> **GIVEN REQUEST**
Can you edit the entries below so that every "Practice step" becomes "Training step", with everything else left unchanged and the pictures omitted from your answer?

Point annotation dataset entries
:::
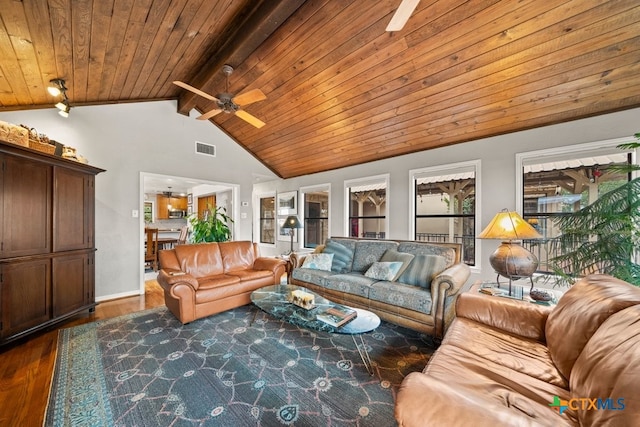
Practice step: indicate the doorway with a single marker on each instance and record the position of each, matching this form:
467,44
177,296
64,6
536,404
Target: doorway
154,186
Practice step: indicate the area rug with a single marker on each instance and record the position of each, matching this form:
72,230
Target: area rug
147,369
:::
> **SOLVED EXERCISE**
Training step: indicate the doorway with a single marker on each instance and record the position of each, matching this form:
467,44
177,296
64,6
536,404
Target: doorway
154,186
Training step: indicate the area rug with a single marker on each instance and record the position of each, matching this form:
72,230
Target: area rug
147,369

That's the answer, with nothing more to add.